- Your goal -
For the entries below, repeat exactly each line starting with the one that contains "Target: forest" and going on through the one that contains "Target: blue sky", and no others.

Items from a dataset
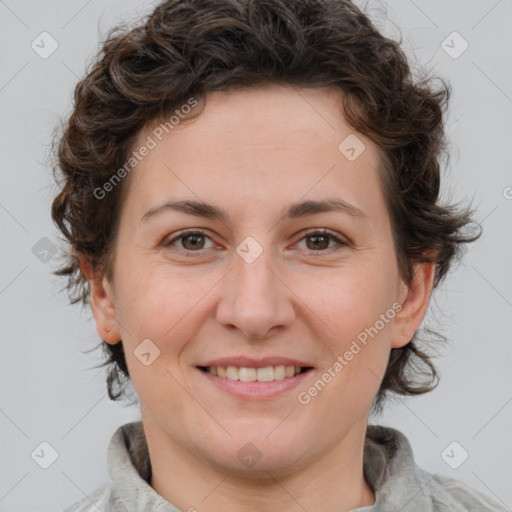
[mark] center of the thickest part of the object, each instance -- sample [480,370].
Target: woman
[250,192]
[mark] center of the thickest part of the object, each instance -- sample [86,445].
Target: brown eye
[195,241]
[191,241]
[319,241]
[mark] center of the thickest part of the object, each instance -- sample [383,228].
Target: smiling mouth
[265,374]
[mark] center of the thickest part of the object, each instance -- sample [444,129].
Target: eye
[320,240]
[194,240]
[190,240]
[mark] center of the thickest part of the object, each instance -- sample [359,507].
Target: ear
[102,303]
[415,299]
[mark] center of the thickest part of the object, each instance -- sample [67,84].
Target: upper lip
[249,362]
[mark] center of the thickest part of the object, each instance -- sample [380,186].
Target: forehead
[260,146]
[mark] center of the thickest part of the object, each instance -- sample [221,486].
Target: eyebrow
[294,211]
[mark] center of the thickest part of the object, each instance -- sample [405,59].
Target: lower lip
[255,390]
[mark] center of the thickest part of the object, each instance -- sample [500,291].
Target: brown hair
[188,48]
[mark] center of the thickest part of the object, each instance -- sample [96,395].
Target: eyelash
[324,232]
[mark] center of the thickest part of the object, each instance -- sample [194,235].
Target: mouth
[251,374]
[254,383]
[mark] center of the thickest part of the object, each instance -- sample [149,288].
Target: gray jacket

...

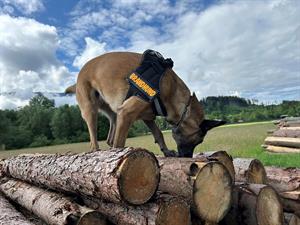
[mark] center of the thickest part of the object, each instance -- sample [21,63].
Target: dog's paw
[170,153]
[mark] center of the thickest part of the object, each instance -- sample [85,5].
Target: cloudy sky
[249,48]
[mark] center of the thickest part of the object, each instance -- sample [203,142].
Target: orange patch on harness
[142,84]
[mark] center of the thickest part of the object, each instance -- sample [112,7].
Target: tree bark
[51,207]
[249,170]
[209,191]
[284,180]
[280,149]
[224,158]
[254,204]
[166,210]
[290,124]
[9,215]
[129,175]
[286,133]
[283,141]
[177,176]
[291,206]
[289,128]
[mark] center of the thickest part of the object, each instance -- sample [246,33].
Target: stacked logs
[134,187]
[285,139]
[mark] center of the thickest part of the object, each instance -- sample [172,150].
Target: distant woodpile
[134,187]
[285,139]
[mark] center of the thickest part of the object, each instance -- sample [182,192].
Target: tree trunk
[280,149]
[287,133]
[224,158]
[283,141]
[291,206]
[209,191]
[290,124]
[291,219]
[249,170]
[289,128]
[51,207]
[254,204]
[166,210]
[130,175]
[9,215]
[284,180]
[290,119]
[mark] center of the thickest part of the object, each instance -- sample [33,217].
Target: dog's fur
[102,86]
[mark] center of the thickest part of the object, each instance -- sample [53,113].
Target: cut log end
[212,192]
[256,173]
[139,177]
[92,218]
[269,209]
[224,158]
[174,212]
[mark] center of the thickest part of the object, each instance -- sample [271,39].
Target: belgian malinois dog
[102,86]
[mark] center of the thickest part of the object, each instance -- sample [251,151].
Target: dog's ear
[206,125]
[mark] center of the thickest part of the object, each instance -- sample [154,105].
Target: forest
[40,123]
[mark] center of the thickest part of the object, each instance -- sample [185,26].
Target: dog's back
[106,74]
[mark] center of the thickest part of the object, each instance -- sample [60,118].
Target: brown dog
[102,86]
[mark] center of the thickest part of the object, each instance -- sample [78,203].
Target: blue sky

- Answer for this exercise -
Target: forest
[40,123]
[mark] center of the thickest part of the object, each instance -- sample [185,26].
Target: dog's back
[106,74]
[mark] center of the thickest part of the object, each instance -- sample [60,118].
Target: brown dog
[102,86]
[mark] center of the thickest part of the object, each instance -- sample [78,203].
Target: blue sky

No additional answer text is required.